▼

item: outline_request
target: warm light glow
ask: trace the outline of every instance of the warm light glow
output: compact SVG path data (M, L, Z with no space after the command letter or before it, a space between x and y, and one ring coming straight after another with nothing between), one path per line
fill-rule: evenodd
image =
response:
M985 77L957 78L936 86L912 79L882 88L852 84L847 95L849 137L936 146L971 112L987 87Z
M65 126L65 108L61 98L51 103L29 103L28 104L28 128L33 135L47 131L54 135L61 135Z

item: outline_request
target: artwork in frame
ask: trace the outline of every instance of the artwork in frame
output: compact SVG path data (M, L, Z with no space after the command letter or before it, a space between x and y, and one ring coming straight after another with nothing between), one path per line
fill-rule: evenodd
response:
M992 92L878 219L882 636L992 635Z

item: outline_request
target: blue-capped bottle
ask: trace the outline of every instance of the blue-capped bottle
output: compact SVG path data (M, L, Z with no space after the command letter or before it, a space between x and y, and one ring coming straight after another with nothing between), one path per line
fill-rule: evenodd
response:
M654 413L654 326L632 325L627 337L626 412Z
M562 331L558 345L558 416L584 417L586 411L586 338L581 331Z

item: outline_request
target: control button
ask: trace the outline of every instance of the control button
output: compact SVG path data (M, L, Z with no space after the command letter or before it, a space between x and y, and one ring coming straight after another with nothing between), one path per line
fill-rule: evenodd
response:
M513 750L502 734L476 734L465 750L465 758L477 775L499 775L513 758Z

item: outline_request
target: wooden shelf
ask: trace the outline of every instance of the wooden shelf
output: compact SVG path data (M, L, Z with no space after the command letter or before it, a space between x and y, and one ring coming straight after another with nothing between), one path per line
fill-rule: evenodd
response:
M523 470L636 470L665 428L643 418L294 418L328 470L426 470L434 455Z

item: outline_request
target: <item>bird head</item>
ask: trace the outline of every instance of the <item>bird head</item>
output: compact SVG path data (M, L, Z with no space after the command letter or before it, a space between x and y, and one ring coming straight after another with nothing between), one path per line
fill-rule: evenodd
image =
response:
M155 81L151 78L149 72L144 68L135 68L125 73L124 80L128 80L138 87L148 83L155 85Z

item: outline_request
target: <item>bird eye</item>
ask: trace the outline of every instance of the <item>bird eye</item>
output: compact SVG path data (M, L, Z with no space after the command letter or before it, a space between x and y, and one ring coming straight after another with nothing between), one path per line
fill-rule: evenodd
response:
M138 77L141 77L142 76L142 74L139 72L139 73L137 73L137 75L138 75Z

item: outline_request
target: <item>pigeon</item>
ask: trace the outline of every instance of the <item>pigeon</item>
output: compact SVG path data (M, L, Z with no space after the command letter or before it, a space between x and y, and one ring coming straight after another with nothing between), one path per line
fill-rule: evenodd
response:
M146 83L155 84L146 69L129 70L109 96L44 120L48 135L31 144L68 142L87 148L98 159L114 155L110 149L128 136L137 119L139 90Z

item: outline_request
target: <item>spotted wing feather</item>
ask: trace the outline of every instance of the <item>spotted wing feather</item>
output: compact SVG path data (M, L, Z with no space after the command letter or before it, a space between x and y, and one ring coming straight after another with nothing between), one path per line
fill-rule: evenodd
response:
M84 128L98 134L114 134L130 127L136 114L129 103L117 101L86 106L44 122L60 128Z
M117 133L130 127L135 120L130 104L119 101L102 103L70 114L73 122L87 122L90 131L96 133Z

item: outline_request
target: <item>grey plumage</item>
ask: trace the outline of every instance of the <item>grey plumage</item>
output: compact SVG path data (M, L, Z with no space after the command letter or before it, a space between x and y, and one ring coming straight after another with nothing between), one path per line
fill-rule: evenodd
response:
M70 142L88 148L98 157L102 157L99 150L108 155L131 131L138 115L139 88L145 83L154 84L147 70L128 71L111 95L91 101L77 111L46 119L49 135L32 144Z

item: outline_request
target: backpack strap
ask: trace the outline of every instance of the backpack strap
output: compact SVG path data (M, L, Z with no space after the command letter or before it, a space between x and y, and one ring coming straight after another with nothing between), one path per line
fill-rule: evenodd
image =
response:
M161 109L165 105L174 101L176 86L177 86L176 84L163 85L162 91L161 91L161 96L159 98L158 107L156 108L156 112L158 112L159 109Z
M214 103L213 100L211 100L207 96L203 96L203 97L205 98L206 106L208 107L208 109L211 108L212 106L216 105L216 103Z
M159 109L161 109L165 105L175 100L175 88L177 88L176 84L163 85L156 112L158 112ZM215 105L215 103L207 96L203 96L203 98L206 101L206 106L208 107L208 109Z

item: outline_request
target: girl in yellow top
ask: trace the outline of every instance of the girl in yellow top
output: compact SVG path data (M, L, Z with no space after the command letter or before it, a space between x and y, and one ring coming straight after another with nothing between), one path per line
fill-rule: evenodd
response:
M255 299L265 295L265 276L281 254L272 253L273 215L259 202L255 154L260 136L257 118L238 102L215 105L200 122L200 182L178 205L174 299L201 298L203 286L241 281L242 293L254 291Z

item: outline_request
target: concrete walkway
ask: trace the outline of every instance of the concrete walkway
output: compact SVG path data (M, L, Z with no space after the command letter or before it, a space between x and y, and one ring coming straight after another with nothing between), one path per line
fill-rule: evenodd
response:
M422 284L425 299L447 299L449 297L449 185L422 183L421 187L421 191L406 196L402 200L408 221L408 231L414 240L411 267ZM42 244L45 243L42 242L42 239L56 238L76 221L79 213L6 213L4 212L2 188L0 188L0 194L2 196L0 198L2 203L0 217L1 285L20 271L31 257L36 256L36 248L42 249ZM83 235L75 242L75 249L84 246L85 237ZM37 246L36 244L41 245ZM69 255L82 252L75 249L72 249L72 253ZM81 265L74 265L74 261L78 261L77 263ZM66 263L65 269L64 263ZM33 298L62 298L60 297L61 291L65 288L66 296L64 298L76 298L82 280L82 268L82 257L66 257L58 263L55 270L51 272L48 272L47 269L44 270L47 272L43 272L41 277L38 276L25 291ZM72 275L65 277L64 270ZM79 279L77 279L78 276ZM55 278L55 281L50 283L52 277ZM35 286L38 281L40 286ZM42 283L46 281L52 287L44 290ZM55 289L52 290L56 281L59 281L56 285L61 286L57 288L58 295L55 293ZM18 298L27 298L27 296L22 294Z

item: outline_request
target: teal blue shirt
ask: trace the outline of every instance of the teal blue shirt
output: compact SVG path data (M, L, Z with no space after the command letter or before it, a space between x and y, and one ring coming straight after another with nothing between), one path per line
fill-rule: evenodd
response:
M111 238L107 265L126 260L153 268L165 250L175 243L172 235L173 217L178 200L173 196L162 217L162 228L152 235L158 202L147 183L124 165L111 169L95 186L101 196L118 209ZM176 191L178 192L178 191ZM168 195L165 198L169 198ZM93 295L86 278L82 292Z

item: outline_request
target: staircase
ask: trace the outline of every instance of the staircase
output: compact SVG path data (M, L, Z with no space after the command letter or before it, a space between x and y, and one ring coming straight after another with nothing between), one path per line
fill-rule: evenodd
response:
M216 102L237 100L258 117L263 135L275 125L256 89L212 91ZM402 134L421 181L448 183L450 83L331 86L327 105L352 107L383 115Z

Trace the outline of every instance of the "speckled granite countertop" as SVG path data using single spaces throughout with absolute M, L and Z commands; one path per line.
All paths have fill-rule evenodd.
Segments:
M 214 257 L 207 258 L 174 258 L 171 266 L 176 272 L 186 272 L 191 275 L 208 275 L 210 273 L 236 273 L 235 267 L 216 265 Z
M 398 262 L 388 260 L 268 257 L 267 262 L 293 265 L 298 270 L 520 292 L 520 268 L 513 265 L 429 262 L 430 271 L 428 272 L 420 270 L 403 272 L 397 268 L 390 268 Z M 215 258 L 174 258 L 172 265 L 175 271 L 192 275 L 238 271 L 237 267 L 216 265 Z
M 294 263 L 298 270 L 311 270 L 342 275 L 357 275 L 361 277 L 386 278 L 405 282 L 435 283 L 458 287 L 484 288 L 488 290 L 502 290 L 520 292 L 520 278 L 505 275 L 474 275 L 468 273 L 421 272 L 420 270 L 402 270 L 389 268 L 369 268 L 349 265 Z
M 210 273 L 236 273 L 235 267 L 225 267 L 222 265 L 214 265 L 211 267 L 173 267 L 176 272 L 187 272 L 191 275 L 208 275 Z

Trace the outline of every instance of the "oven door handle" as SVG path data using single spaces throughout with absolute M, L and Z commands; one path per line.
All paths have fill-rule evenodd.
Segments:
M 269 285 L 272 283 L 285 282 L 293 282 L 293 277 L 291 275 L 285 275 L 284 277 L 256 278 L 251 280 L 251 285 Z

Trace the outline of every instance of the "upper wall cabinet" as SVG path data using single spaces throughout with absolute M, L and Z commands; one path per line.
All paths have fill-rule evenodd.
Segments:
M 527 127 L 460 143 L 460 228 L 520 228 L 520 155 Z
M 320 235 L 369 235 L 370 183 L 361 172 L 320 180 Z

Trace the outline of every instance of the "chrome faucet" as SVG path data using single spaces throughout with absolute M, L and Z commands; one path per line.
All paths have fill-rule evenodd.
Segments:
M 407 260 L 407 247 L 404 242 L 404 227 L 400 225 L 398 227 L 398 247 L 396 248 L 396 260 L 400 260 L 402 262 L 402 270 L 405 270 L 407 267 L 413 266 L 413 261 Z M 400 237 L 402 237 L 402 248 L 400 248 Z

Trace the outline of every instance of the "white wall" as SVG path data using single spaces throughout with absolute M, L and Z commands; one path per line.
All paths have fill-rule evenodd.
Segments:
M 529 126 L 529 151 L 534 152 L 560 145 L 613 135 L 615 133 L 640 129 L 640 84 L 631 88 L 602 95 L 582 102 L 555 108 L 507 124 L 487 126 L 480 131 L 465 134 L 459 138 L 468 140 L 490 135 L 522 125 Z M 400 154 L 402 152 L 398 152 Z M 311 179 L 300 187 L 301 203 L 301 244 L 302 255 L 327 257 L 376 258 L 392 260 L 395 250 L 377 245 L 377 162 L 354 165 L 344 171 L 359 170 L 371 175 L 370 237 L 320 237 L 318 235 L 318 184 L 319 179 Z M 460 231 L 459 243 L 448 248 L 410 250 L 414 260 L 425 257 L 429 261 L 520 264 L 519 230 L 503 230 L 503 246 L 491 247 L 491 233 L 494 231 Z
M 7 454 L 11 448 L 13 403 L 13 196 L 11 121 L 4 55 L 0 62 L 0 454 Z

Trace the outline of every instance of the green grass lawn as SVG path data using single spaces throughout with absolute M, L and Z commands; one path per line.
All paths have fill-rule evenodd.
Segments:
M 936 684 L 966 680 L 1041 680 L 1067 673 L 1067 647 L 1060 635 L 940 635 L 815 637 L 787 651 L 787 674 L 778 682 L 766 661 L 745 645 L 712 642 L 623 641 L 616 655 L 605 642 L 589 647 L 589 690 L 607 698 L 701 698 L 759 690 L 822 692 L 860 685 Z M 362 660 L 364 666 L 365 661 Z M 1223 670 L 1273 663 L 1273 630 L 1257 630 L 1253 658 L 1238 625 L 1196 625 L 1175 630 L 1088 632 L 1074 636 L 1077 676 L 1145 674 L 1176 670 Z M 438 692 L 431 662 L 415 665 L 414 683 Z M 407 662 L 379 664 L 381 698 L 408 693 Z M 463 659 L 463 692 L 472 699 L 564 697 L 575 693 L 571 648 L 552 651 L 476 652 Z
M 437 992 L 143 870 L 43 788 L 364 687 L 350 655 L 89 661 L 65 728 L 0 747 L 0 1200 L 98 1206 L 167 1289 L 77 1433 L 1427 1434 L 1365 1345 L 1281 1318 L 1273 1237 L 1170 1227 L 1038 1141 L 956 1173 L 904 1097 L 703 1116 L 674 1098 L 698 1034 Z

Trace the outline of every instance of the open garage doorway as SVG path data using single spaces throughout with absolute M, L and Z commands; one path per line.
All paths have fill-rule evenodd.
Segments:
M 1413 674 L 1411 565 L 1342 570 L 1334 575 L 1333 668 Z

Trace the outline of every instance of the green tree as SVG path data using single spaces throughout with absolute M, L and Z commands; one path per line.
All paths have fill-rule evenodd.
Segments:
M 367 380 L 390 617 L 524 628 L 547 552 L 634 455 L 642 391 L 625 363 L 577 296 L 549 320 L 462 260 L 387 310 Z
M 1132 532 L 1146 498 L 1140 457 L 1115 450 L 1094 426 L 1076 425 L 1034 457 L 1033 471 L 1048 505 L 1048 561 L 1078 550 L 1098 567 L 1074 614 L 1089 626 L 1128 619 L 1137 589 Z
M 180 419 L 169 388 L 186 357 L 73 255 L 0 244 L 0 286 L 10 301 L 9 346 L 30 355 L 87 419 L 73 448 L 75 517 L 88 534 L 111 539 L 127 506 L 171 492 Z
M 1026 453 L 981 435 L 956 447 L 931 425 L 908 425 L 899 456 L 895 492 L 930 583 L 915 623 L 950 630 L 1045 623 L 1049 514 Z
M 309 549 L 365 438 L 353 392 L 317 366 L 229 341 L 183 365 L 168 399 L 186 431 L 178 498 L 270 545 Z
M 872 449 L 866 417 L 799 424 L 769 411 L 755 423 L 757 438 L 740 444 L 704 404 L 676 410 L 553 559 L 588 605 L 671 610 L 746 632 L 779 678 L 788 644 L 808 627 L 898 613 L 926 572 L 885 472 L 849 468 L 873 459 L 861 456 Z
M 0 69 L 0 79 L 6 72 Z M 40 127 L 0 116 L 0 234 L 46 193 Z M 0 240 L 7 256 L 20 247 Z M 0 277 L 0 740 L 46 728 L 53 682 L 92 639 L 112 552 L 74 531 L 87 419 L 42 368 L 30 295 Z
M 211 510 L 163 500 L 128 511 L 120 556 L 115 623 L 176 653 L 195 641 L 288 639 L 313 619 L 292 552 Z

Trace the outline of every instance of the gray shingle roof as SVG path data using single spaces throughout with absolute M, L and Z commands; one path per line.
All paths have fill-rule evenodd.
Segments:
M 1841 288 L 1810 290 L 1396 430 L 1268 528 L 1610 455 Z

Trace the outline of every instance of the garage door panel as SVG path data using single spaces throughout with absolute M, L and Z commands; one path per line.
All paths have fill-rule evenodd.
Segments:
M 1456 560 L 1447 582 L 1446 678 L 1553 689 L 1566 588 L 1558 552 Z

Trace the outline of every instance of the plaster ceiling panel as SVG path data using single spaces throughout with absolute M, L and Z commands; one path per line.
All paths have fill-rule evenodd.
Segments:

▲

(Description of the task): What you retype should run from the first line of the entries above through the line containing "ask: trace the outline of every instance of the artwork", exactly and in full.

(Task result):
item: outline_request
target: warm light glow
ask: trace the outline of every instance of the warm light glow
output: compact SVG path data (M, L, Z with no space after the command letter or before it, a space between x and y, and one ring coming straight after another with nothing between), one path per line
fill-rule: evenodd
image =
response:
M985 77L957 78L936 86L912 79L882 88L852 84L847 95L849 137L936 146L971 112L987 87Z
M65 126L65 108L61 98L51 103L29 103L28 104L28 128L33 135L47 131L54 135L61 135Z

item: outline_request
target: artwork in frame
ask: trace the outline of every instance of the artwork in frame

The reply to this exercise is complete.